(Отрывок)
-----
Он сделал это специально, чтобы Горбачев не прерывал его во время этой, самой важной, части выступления, не гнал с трибуны. Сделал вид, что собирает бумаги, хмуро оглянулся на президиум. Зал зашумел сильнее, и тогда Горбачев сказал:

«Борис Николаевич, говори, люди просят. (Аплодисменты.) Я думаю, товарищи, давайте мы с дела Ельцина снимем тайну. Пусть все, что считает Борис Николаевич нужным сказать, скажет. А если у нас с вами появится необходимость, то мы тоже можем потом сказать. Пожалуйста, Борис Николаевич!»

Ельцин сказал:

«…Вы знаете, что мое выступление на октябрьском пленуме ЦК КПСС решением пленума было признано “политически ошибочным”. Но вопросы, поднятые там, на пленуме, неоднократно поднимались прессой, ставились коммунистами. В эти дни все эти вопросы практически звучали вот с этой трибуны и в докладах, и в выступлениях. Я считаю, что единственной ошибкой было то, что я выступил не вовремя — перед семидесятилетием Октября… Я остро переживаю случившееся и прошу конференцию отменить решение пленума по этому вопросу. Если сочтете возможным отменить, тем самым реабилитируете меня в глазах коммунистов. И это не только личное, это будет в духе перестройки и, как мне кажется, поможет ей, добавив уверенности людям…»


Горбачев вновь оказывался перед необходимостью бороться с отступником. Проигрывать Ельцину вот так, на глазах у всей страны, он не мог, не имел права. Таким образом, его реформаторская линия сразу становилась как бы раздвоенной, некрепкой и неуверенной. Пунктирной.
-----
(Задание 1) Масштабируйте все записи: приведите каждую их строку заново вместе с запросами, умножив все координаты точек в ответах на 0,65 и округлив результат до целого (половины округляются в большую сторону).
Отрывок и записи никак не связаны друг с другом.

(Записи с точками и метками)
-----
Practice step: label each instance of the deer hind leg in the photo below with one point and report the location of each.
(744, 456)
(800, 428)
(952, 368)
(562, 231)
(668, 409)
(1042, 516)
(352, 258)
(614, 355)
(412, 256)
-----
(Задание 2) Изложите кратко в виде списка абзац отрывка, начинающийся словами «…Вы знаете, что мое выступление», сохранив его основные факты.

(Правильный ответ 1)
Practice step: label each instance of the deer hind leg in the photo below with one point and report the location of each.
(484, 296)
(520, 278)
(619, 239)
(365, 150)
(434, 266)
(677, 335)
(229, 168)
(399, 231)
(268, 166)

(Правильный ответ 2)
- Решением октябрьского пленума ЦК КПСС выступление Ельцина на этом пленуме было признано «политически ошибочным».
- Поднятые им вопросы неоднократно ставили пресса и коммунисты. В эти дни они звучали с трибуны в докладах и выступлениях.
- Единственной ошибкой Ельцин считает то, что выступил не вовремя, перед семидесятилетием Октября.
- Он остро переживает случившееся и просит конференцию отменить решение пленума по этому вопросу.
- По его словам, отмена реабилитирует его в глазах коммунистов. По его мнению, она будет в духе перестройки и поможет ей, добавив людям уверенности.